[Given records — start]
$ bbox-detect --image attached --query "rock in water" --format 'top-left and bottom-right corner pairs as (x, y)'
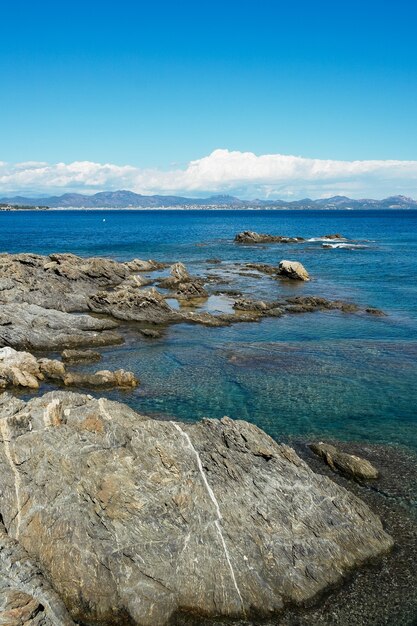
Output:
(234, 231), (304, 244)
(310, 442), (379, 480)
(277, 260), (310, 281)
(159, 262), (208, 300)
(0, 392), (392, 625)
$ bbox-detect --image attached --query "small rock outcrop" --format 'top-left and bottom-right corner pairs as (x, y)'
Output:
(0, 391), (392, 626)
(159, 262), (208, 300)
(310, 442), (379, 480)
(277, 260), (310, 281)
(234, 231), (304, 244)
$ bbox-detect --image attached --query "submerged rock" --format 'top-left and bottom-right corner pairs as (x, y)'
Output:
(0, 391), (392, 626)
(310, 442), (379, 480)
(277, 260), (310, 281)
(63, 368), (139, 388)
(61, 349), (102, 363)
(234, 231), (304, 244)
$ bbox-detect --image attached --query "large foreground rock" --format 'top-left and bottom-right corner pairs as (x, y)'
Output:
(0, 392), (392, 625)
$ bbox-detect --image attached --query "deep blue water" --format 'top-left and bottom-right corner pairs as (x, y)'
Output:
(1, 209), (417, 450)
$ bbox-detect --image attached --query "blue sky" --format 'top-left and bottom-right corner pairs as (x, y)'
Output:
(1, 0), (417, 198)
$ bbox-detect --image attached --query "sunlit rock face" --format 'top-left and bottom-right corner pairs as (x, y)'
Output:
(0, 391), (392, 626)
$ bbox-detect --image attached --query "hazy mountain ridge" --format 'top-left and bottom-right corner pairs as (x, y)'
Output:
(1, 190), (416, 209)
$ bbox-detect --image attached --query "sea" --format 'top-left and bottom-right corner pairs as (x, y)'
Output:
(1, 208), (416, 451)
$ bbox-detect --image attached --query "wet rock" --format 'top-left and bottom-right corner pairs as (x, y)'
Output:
(277, 260), (310, 281)
(366, 307), (387, 316)
(245, 262), (278, 275)
(138, 328), (163, 338)
(0, 303), (122, 351)
(61, 349), (102, 363)
(0, 392), (392, 626)
(310, 442), (379, 480)
(234, 231), (304, 244)
(233, 298), (273, 312)
(323, 233), (344, 239)
(63, 369), (139, 388)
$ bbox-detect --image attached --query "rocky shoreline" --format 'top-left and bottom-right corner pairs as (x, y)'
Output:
(0, 246), (413, 625)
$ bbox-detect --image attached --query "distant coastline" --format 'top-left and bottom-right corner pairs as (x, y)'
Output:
(1, 190), (417, 211)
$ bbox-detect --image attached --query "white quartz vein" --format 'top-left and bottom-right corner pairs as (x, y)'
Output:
(171, 421), (245, 613)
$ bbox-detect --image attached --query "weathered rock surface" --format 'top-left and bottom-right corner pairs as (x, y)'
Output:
(0, 391), (392, 626)
(0, 521), (75, 626)
(159, 262), (208, 300)
(234, 231), (304, 244)
(310, 442), (379, 480)
(0, 252), (133, 312)
(0, 302), (122, 351)
(89, 287), (183, 323)
(277, 260), (310, 281)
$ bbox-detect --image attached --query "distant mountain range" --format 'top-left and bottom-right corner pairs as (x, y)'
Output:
(1, 191), (417, 209)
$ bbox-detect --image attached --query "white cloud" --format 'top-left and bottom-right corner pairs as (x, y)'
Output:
(1, 149), (417, 199)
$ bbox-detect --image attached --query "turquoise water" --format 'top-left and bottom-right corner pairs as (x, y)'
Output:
(1, 209), (417, 450)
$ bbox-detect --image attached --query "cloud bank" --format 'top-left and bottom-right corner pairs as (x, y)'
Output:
(1, 149), (417, 199)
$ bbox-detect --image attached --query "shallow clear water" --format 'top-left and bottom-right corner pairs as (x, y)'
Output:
(1, 209), (416, 450)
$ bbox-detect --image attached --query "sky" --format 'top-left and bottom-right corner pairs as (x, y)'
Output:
(1, 0), (417, 199)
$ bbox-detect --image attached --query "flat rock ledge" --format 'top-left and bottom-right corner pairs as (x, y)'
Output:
(0, 391), (392, 626)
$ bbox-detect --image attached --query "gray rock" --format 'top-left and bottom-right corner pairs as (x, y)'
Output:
(0, 302), (122, 351)
(310, 442), (379, 480)
(0, 252), (165, 313)
(0, 391), (392, 626)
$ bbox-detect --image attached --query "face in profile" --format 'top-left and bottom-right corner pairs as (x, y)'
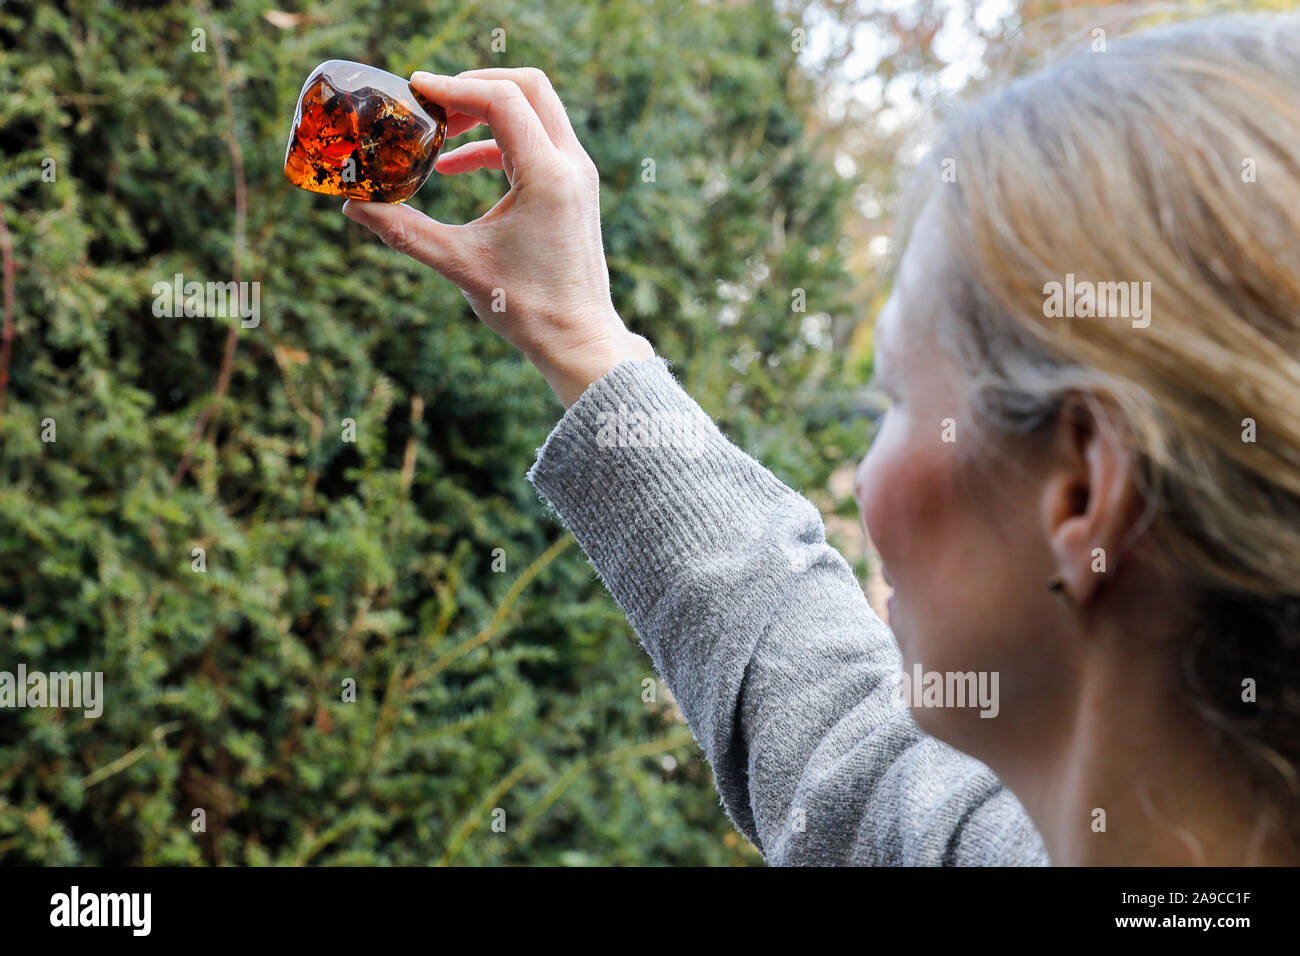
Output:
(853, 200), (1083, 762)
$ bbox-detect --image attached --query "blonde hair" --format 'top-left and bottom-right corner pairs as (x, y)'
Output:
(903, 14), (1300, 799)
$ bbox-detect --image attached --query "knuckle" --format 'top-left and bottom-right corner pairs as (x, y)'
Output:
(548, 161), (587, 198)
(381, 222), (419, 258)
(521, 67), (551, 89)
(443, 231), (485, 286)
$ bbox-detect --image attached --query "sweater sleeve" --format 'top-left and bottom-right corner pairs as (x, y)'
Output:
(525, 356), (1048, 866)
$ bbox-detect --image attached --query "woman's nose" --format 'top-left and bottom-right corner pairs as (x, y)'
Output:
(854, 455), (871, 505)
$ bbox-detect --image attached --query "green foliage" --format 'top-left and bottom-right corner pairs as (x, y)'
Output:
(0, 0), (861, 864)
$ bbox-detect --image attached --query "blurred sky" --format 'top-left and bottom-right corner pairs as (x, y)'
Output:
(798, 0), (1015, 123)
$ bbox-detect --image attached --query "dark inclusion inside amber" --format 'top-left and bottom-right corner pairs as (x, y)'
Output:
(284, 59), (447, 203)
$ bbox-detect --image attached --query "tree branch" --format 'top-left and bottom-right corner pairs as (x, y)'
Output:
(0, 201), (16, 425)
(171, 0), (248, 489)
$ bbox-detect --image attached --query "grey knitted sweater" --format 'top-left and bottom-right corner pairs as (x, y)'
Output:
(526, 356), (1050, 866)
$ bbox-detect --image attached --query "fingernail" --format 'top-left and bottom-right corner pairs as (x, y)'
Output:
(410, 71), (438, 84)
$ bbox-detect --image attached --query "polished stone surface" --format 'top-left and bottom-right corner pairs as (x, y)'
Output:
(284, 60), (447, 203)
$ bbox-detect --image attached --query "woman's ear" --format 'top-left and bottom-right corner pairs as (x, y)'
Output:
(1040, 397), (1139, 607)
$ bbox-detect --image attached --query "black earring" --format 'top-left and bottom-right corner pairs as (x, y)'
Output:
(1047, 576), (1073, 610)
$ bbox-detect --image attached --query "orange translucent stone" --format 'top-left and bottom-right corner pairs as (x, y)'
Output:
(283, 59), (447, 203)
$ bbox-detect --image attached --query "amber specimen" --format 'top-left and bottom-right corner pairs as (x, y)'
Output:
(283, 59), (447, 203)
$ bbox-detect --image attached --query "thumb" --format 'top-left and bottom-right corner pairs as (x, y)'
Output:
(342, 200), (474, 285)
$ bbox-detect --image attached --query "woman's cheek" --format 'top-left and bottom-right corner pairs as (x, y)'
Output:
(855, 413), (956, 607)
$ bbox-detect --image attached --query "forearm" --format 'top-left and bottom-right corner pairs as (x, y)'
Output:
(526, 355), (810, 844)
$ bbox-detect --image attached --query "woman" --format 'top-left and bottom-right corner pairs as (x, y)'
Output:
(343, 13), (1300, 865)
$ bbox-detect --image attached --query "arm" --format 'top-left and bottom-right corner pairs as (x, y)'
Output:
(526, 356), (1048, 865)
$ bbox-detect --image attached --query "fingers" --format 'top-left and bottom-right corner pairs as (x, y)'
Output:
(436, 139), (505, 174)
(451, 67), (582, 154)
(342, 200), (476, 286)
(409, 72), (554, 176)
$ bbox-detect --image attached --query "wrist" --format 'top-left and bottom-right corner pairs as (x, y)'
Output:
(535, 329), (655, 408)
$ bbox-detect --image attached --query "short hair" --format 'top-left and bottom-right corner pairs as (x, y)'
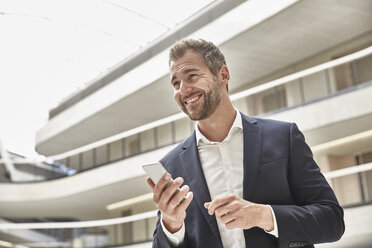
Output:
(168, 39), (226, 76)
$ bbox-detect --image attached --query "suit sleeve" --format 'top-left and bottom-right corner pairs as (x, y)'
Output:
(152, 211), (190, 248)
(271, 123), (345, 246)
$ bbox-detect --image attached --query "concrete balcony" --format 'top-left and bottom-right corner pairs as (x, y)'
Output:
(268, 82), (372, 147)
(34, 0), (372, 156)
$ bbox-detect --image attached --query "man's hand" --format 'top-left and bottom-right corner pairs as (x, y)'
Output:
(204, 194), (274, 231)
(147, 173), (193, 233)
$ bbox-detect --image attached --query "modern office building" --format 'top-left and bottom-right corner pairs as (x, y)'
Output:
(1, 0), (372, 247)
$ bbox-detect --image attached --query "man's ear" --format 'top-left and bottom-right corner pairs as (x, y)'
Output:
(219, 65), (230, 88)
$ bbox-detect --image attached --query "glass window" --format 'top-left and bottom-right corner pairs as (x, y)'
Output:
(125, 135), (140, 157)
(140, 129), (155, 152)
(147, 216), (157, 240)
(329, 154), (360, 206)
(258, 87), (287, 114)
(0, 164), (10, 181)
(233, 97), (249, 115)
(174, 118), (191, 142)
(109, 140), (123, 162)
(121, 210), (132, 244)
(361, 151), (372, 202)
(95, 145), (108, 166)
(333, 63), (354, 91)
(302, 71), (328, 102)
(246, 95), (258, 116)
(188, 118), (196, 132)
(285, 80), (303, 107)
(69, 154), (80, 171)
(355, 55), (372, 84)
(157, 123), (173, 147)
(57, 159), (67, 166)
(82, 149), (94, 170)
(132, 220), (146, 242)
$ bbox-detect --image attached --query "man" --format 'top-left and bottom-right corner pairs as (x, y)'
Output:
(146, 39), (344, 248)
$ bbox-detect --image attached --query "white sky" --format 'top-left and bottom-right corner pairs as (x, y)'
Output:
(0, 0), (215, 157)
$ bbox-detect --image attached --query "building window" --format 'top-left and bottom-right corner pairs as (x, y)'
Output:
[Given records — finish]
» Required action: Where the string "woman" shows up in the listing above, copy the line that holds it.

» Your solution:
$ bbox-detect --image attached --query "woman's nose" --format 'top-left and bottom-right corner pairs as (x, y)'
$ bbox-detect --image attached --query "woman's ear" --format 'top-left and bottom-right corner pairs as (x, y)'
$ bbox-detect --image attached --query "woman's cheek" --format 'top-left and bottom-right corner pairs as (x, y)'
$ bbox-detect --image attached --query "woman" --format 'top-left and bottom-right corner pairs as (x, y)'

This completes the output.